Task to carry out: Restate the listing below with no word altered.
━━━━━━━━━━━━━━━━
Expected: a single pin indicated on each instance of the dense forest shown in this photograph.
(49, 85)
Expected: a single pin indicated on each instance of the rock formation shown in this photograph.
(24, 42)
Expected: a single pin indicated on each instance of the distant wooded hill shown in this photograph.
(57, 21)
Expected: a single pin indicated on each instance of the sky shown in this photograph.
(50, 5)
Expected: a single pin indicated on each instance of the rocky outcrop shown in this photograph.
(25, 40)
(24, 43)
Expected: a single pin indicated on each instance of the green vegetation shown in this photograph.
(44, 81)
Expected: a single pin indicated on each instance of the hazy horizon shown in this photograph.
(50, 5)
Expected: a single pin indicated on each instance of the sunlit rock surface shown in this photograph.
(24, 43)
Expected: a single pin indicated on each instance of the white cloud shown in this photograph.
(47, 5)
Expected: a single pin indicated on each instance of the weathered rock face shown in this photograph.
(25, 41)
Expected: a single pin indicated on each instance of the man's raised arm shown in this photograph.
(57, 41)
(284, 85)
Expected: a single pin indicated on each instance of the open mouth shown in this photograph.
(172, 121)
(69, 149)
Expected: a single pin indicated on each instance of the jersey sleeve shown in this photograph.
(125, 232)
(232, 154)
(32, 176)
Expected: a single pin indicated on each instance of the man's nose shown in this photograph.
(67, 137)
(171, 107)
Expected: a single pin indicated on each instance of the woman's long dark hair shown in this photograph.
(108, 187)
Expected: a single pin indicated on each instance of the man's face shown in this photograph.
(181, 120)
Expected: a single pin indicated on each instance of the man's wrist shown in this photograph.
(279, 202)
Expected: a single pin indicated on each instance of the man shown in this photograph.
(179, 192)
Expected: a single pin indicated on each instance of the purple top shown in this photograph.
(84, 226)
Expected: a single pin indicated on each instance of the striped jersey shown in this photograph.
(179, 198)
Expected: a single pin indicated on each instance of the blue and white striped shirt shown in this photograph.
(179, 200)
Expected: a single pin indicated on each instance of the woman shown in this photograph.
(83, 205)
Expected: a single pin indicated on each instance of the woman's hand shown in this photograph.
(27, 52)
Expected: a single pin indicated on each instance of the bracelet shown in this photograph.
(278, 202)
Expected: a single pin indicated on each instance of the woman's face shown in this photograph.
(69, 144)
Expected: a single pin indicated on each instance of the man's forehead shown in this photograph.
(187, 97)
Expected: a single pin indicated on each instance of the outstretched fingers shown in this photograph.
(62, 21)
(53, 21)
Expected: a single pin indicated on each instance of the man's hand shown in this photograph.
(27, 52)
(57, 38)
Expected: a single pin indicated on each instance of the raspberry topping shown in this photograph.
━━━━━━━━━━━━━━━━
Response to this task:
Expected: a single pin indicated on each instance of the dense forest shown in this photograph.
(49, 85)
Expected: a single pin indicated on each instance of the rock formation shown in this photograph.
(24, 42)
Expected: a single pin indicated on each instance of the distant wooded hill shown in this photograph.
(57, 21)
Expected: a single pin indicated on each instance of the sky shown in this photograph.
(50, 5)
Expected: a single pin indicated on each instance of the rocky outcrop shown in this photograph.
(25, 40)
(24, 43)
Expected: a single pin indicated on each instance of the green vegetation shown in this photograph.
(44, 81)
Expected: a single pin indicated on each instance of the hazy horizon shown in this photograph.
(50, 5)
Expected: a single pin indicated on each instance of the sunlit rock surface shown in this photograph.
(24, 43)
Expected: a single pin indicated on each instance of the white cloud shown in this photograph.
(47, 5)
Expected: a single pin indicated on each instance of the weathered rock face shown in this photograph.
(25, 41)
Expected: a single pin indicated on each instance of the man's raised arm shown in this photograph.
(57, 41)
(284, 85)
Expected: a single pin indicated on each instance of the open mouth shown in this photograph.
(172, 121)
(69, 149)
Expected: a single pin indicated on each instance of the jersey sleeve shown in this photograph.
(125, 232)
(232, 154)
(32, 176)
Expected: a single pin indicated on each instance of the man's nose shown in this photograph.
(67, 137)
(171, 107)
Expected: a single pin indicated on each instance of the woman's long dark hair shown in this photograph.
(108, 187)
Expected: a single pin indicated on each instance of the man's face shown in this photograph.
(181, 120)
Expected: a single pin indicated on each instance of the man's wrist shown in this photograph.
(279, 202)
Expected: a single pin indicated on each instance of the man shown in this photograph.
(179, 192)
Expected: a single pin indicated on each instance of the purple top shown in this photograph.
(84, 226)
Expected: a single pin indicated on each instance of the striped jersey shown in this photograph.
(179, 198)
Expected: a single pin indicated on each instance of the blue and white striped shirt shown in this photograph.
(179, 200)
Expected: a single pin indicated on each instance of the woman shown in this photograph.
(83, 205)
Expected: a single pin indicated on each instance of the woman's hand shown in this photograph.
(27, 52)
Expected: a single pin indicated on each instance of the bracelet shown in this photograph.
(278, 202)
Expected: a single pin indicated on each instance of the woman's face shown in this photograph.
(69, 144)
Expected: a single pin indicated on each instance of the man's forehead shown in this photograph.
(187, 97)
Expected: a single pin indicated on each instance of the outstretched fingers shown in this photograph.
(62, 21)
(53, 21)
Expected: a single pin indicated on each instance of the man's hand shown in this photograph.
(27, 52)
(57, 38)
Expected: a single pin indicated on each instance of the raspberry topping shown in this photograph.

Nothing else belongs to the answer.